** begin Quoted text **

Proof Managing in the Bigs is (almost) a Crapshoot


Mar 14, 2014; Phoenix, AZ, USA; Milwaukee Brewers bench coach Jerry Narron (36) and manager Ron Roenicke (10) watch game action against the Arizona Diamondbacks at the start of the game at Maryvale Baseball Park. Mandatory Credit: Rick Scuteri-USA TODAY Sports

Arm chair managing. We’ve all done it, and many of us participate in what is truly America’s pastime on a daily basis when taking in a Milwaukee Brewers game. Knowing that your insignificant decision would have technically panned out gives you satisfaction, even if that satisfaction comes at the expense of a blown save or a stunted rally.

The Brewers manager, dating back to the beginning of the 2011 season, is Ron Roenicke. Thankfully for Ron, he is not a Twitter user, because 95 percent of the time, he would not appreciate how people were using 140 characters to describe his ability to manage a ball club.

Actually, now wouldn’t be a bad time for Roenicke to hop on social media, because his Milwaukee Brewers are a league-best 18-6 and leading the NL Central by a comfortable margin. His decision to role with Francisco Rodriguez at closer has turned out to be brilliant, as K-Rod is a perfect 11-for-11 in save opportunities, setting a team record for saves in the month of April. Dropping Jean Segura in the lineup and subsequently moving up Scooter Gennett has paid dividends, and his overall management of the pitching staff has been nothing short of perfect.

Wait a minute, now. This couldn’t possibly be the same Roenicke who has at times infamously mismanaged his pitching staff, who led a team with the ability to contend for a postseason spot to just 74 wins last season, and who has an obsession with sacrifice bunting, suicide squeeze plays, and using pinch hitters to bunt. Could it?

It doesn’t end there. Think about pitching coach Rick Kranitz. How could that guy possibly still have a job, right? More often than not, teams for which Kranitz has been the pitching guru have finished in the bottom half of the league in earned run average. And that includes two of the full three seasons he’s coached in Milwaukee under Roenicke.

But sure enough, the Brewers rank No. 2 in all of baseball in team ERA through 24 games.

Many believed both men were still riding off that magical 2011 season in which Milwaukee could have very well wound up in the World Series. They benefited from having a loaded roster, but, whether it be fair or unfair, they received plenty of credit for the Brewers’ franchise record 96-win season and run to the NLCS.

What if I told you it was neither fair nor unfair, and that managing was, for the most part, a shot in the dark?

Sure, something can be made of shaking up a team and providing a spark by making a change at manager. Just look at the 2008 season when Dale Sveum took over for Ned Yost in mid-September. One could argue that was the biggest reason the Brewers were able to hold on for dear life and reach the postseason for the first time in 26 years.

Or maybe it just, you know, happened.

When you compare Milwaukee’s 2013 and 2014 seasons, not all that much has changed, really. The signing of Matt Garza would certainly be the most noticeable addition, and you can also look at the revamped bullpen – this tends to happen from year to year, anyway – and the overhaul at first base, a position that had nowhere to go but up following its disastrous run a year ago.

** end Quoted text **
** begin Supplied entries **

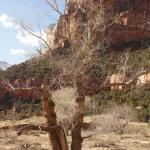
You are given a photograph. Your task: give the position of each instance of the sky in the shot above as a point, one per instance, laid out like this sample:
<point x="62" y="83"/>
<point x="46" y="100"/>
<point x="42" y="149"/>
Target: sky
<point x="16" y="45"/>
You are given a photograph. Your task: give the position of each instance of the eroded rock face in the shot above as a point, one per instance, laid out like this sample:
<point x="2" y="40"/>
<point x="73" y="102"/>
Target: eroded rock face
<point x="118" y="21"/>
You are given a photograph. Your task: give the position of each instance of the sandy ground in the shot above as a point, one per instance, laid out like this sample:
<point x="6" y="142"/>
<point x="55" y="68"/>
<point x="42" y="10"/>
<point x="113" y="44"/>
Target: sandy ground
<point x="136" y="137"/>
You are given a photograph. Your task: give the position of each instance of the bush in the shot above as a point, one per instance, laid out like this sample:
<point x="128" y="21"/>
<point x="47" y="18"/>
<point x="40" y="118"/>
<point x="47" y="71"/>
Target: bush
<point x="115" y="119"/>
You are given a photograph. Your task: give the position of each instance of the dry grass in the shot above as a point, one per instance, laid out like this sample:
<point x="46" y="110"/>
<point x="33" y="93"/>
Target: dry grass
<point x="135" y="137"/>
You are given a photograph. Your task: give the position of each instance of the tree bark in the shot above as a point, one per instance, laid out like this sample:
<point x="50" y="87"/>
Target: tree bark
<point x="56" y="133"/>
<point x="78" y="119"/>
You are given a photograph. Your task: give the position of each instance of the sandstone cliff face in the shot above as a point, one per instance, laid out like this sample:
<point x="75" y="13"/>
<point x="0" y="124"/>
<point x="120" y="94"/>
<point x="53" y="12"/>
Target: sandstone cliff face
<point x="116" y="22"/>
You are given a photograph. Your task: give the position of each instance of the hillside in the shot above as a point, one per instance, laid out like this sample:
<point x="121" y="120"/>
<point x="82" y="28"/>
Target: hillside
<point x="94" y="40"/>
<point x="4" y="65"/>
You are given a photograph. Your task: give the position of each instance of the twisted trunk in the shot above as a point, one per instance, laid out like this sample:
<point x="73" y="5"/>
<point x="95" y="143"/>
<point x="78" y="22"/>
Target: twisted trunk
<point x="56" y="133"/>
<point x="78" y="119"/>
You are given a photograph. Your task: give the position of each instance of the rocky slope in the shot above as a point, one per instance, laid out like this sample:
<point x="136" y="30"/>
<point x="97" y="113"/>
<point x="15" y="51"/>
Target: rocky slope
<point x="106" y="22"/>
<point x="4" y="65"/>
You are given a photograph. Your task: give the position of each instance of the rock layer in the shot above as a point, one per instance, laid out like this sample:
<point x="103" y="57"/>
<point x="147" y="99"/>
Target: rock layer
<point x="119" y="22"/>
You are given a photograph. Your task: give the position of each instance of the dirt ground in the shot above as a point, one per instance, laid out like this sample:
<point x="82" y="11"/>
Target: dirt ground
<point x="136" y="137"/>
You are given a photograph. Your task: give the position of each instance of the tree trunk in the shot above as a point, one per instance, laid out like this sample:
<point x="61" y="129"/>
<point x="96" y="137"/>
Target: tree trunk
<point x="56" y="133"/>
<point x="78" y="120"/>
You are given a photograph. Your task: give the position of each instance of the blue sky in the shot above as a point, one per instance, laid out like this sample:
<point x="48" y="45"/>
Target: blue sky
<point x="15" y="44"/>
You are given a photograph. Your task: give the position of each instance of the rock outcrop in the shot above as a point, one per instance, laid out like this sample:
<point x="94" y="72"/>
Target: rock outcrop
<point x="105" y="22"/>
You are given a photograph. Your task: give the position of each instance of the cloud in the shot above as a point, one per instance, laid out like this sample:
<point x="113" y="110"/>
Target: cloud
<point x="7" y="21"/>
<point x="15" y="52"/>
<point x="22" y="36"/>
<point x="27" y="39"/>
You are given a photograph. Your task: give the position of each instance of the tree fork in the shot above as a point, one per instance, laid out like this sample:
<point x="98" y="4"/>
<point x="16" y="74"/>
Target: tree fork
<point x="56" y="133"/>
<point x="77" y="139"/>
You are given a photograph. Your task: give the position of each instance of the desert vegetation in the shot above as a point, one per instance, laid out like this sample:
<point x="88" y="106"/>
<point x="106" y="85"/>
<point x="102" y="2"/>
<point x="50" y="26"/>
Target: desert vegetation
<point x="85" y="88"/>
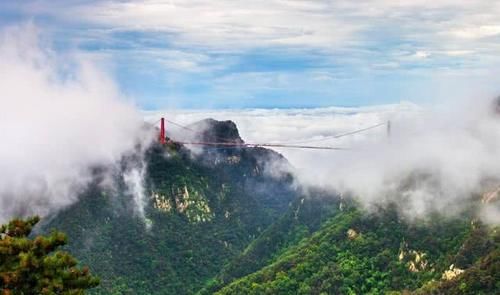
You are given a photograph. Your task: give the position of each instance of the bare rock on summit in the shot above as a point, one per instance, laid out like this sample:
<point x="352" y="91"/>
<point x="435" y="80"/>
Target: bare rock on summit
<point x="211" y="130"/>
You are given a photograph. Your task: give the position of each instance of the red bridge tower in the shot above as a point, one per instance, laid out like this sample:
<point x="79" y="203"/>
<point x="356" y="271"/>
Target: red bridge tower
<point x="161" y="137"/>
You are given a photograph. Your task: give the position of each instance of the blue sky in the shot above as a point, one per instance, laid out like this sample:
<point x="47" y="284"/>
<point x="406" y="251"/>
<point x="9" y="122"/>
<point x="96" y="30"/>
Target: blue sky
<point x="278" y="53"/>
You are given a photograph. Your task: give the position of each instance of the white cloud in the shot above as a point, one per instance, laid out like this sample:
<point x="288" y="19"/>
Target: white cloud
<point x="59" y="117"/>
<point x="457" y="143"/>
<point x="477" y="32"/>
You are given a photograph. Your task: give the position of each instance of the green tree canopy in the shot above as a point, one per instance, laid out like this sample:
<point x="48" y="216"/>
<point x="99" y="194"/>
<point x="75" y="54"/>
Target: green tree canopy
<point x="35" y="266"/>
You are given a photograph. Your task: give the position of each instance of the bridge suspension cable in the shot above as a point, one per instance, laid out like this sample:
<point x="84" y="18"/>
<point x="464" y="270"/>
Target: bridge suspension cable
<point x="224" y="143"/>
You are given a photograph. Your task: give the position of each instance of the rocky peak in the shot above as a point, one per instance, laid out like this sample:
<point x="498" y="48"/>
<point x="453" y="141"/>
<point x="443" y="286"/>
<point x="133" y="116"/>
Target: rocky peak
<point x="211" y="130"/>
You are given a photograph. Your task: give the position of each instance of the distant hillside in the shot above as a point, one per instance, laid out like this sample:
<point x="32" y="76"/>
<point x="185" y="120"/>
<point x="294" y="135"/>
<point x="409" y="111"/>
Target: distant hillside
<point x="222" y="221"/>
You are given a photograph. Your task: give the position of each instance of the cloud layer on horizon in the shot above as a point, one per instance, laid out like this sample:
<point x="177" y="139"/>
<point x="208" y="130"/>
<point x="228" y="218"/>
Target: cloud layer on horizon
<point x="435" y="158"/>
<point x="279" y="53"/>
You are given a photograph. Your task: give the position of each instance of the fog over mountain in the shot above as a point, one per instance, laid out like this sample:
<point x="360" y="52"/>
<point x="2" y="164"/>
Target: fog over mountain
<point x="60" y="116"/>
<point x="434" y="158"/>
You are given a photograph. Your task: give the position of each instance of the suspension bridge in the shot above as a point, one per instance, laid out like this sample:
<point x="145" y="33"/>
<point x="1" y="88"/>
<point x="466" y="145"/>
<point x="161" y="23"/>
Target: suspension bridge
<point x="220" y="143"/>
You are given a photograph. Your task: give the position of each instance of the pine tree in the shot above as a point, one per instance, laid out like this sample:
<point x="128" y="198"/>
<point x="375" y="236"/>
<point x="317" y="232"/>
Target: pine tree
<point x="35" y="266"/>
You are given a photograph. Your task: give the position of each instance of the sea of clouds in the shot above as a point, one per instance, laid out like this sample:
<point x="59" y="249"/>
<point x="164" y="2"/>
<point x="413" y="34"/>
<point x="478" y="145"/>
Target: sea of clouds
<point x="435" y="158"/>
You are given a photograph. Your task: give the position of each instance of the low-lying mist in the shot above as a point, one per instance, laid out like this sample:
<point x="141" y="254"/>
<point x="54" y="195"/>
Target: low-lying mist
<point x="435" y="158"/>
<point x="60" y="116"/>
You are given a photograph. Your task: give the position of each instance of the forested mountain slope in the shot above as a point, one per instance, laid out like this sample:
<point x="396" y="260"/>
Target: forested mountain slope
<point x="224" y="220"/>
<point x="201" y="211"/>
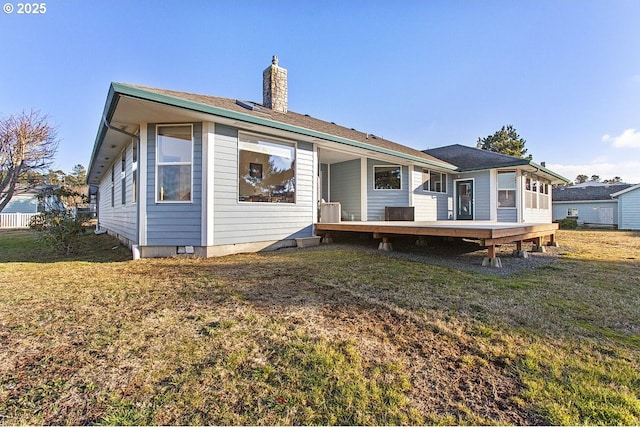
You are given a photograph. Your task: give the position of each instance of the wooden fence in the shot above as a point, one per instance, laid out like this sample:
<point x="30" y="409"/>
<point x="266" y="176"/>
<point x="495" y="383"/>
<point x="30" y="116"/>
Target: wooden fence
<point x="15" y="220"/>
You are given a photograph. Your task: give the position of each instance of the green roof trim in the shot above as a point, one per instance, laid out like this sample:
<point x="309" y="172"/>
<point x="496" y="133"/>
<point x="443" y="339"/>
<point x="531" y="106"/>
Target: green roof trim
<point x="136" y="92"/>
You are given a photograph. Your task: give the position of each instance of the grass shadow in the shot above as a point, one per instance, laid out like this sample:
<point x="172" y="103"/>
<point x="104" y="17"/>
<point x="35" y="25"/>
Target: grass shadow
<point x="24" y="246"/>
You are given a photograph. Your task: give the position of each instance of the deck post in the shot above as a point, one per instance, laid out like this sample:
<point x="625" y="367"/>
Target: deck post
<point x="385" y="245"/>
<point x="519" y="253"/>
<point x="326" y="238"/>
<point x="422" y="241"/>
<point x="492" y="260"/>
<point x="537" y="245"/>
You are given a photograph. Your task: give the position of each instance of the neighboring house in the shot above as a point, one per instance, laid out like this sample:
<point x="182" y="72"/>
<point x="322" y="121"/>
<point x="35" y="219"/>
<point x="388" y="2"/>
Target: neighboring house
<point x="23" y="203"/>
<point x="490" y="186"/>
<point x="178" y="172"/>
<point x="590" y="203"/>
<point x="25" y="200"/>
<point x="628" y="207"/>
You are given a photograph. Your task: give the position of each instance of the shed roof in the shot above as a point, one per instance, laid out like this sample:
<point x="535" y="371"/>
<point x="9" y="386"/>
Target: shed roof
<point x="468" y="159"/>
<point x="626" y="190"/>
<point x="591" y="192"/>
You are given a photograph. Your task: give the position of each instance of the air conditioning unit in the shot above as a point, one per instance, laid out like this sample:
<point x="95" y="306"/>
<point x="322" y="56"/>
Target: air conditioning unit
<point x="330" y="212"/>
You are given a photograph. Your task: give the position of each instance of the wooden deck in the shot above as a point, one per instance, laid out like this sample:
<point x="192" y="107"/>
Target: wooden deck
<point x="490" y="234"/>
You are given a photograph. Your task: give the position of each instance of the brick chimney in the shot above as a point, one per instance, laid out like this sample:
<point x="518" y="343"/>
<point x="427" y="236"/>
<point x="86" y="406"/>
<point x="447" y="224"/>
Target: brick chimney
<point x="274" y="87"/>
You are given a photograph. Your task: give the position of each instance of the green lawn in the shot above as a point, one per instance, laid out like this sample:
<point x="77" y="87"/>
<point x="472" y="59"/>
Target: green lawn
<point x="329" y="335"/>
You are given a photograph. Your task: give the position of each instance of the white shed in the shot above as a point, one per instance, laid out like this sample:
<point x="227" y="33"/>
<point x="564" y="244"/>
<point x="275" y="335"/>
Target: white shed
<point x="628" y="208"/>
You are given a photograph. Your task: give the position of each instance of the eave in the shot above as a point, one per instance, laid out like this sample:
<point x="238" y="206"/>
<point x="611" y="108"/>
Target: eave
<point x="118" y="90"/>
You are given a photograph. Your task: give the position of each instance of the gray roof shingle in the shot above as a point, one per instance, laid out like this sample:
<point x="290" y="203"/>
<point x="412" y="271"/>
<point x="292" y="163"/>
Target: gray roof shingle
<point x="595" y="192"/>
<point x="293" y="118"/>
<point x="470" y="158"/>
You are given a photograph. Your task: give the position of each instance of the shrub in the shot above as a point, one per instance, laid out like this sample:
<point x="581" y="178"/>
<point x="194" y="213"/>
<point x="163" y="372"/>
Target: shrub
<point x="58" y="226"/>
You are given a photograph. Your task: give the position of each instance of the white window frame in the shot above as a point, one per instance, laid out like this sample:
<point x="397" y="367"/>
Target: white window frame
<point x="374" y="177"/>
<point x="273" y="140"/>
<point x="443" y="179"/>
<point x="158" y="164"/>
<point x="514" y="189"/>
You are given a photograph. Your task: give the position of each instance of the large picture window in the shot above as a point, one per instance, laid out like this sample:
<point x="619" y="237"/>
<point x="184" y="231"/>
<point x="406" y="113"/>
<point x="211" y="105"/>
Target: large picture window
<point x="174" y="156"/>
<point x="506" y="189"/>
<point x="266" y="170"/>
<point x="387" y="177"/>
<point x="434" y="181"/>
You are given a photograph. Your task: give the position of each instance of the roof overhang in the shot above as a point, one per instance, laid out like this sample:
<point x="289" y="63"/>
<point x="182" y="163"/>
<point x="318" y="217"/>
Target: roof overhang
<point x="626" y="190"/>
<point x="127" y="106"/>
<point x="528" y="166"/>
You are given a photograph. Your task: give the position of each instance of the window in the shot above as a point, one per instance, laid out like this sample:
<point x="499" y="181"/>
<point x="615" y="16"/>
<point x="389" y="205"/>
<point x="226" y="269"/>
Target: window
<point x="536" y="193"/>
<point x="266" y="170"/>
<point x="174" y="156"/>
<point x="123" y="178"/>
<point x="387" y="177"/>
<point x="134" y="172"/>
<point x="506" y="189"/>
<point x="434" y="181"/>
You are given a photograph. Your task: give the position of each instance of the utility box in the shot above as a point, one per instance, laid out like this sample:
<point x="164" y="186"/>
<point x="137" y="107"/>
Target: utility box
<point x="330" y="212"/>
<point x="399" y="213"/>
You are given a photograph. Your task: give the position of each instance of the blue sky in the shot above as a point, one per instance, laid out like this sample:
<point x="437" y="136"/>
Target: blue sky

** end Supplied entries **

• [Your tasks]
- a) In the article on Brewers managing, rewrite the passage starting with "The Brewers manager, dating" and going on through "a ball club.", changing "Twitter" to "Facebook".
- b) Name every Brewers player mentioned in the article on Brewers managing.

• [Solutions to each task]
- a)
The Brewers manager, dating back to the beginning of the 2011 season, is Ron Roenicke. Thankfully for Ron, he is not a Facebook user, because 95 percent of the time, he would not appreciate how people were using 140 characters to describe his ability to manage a ball club.

- b)
Francisco Rodriguez
Jean Segura
Scooter Gennett
Matt Garza